- _Excerpted passage_:
Clifford "Pinky" Busick was the creator of this rodeo, starting with a loan of $10 from his father. The first rodeo was a celebration of the Kansas Centennial, and it was held on July 15, 1961. The events at this initial celebration included a bonnet contest, beard contest, antique display, horse show, carnival, and bean dinner. Oklahoma! was performed in the evening as the main entertainment. The event was such a great success for Abbyville that Pinky worked to continue the rodeo as an annual event.

The second rodeo was held on the third weekend of May in 1963, and it has continued yearly ever since. Locals, both from Abbyville and from nearby towns, ran every aspect of the rodeo and took great pride in it. Many traditions of the early rodeos still continue today, including a Saturday morning parade, ham and chicken noodle lunch, and a BBQ dinner with fresh pie for dessert. Two 5- or 6-year-old children are crowned "Miss Little Britches" and "Uncle Sam" in the parade.

- _Data under study_:
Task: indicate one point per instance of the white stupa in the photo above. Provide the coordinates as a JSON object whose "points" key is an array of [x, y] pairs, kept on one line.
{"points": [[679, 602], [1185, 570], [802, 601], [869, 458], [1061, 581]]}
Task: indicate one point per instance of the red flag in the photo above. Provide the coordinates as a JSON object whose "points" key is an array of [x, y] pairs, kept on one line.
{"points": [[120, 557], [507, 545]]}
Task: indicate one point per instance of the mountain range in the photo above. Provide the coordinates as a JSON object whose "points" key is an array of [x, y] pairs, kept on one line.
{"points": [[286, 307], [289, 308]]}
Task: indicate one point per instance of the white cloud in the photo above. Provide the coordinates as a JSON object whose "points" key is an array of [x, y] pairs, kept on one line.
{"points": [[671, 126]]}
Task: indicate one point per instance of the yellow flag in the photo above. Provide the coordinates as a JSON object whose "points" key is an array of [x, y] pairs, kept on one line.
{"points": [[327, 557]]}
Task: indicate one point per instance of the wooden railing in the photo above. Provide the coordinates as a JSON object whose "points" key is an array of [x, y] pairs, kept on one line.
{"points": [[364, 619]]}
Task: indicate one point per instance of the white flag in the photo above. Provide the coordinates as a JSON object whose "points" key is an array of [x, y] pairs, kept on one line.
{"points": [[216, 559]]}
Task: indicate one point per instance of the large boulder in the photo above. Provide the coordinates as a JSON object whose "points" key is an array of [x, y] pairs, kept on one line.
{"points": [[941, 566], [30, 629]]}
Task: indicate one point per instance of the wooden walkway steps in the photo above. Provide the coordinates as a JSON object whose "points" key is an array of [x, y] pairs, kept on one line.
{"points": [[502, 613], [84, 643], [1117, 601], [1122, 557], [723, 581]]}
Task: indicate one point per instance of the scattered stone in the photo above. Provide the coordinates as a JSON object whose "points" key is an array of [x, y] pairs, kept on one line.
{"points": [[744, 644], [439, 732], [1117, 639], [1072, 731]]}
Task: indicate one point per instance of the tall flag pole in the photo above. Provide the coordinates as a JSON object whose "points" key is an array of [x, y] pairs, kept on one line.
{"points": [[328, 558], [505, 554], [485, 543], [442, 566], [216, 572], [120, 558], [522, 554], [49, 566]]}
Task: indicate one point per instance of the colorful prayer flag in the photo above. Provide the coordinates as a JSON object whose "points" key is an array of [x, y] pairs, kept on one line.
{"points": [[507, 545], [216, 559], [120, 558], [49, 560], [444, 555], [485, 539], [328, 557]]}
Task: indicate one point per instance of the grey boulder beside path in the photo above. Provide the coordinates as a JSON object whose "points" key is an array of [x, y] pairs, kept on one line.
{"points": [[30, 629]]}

- _Activity 1_:
Answer these questions from the Abbyville rodeo passage:
(a) How much money did Clifford "Pinky" Busick borrow from his father to start the rodeo?
(b) What was performed in the evening as the main entertainment at the first rodeo?
(c) What titles are given to the two children crowned in the parade?
- _Activity 2_: Resume the Abbyville rodeo passage, continuing after its last sentence.

- _Reply 1_:
(a) $10
(b) Oklahoma!
(c) "Miss Little Britches" and "Uncle Sam"

- _Reply 2_:
Despite Abbyville being such a small town, the rodeo has continued to this day, and it has kept Abbyville on the map.

Hollerado filmed the official music video for their single "Good Day at the Races" at the Abbyville rodeo grounds.

==Education==
The community is served by Fairfield USD 310 public school district. Before the creation of USD 310, the old Abbyville High School mascot was the Lions.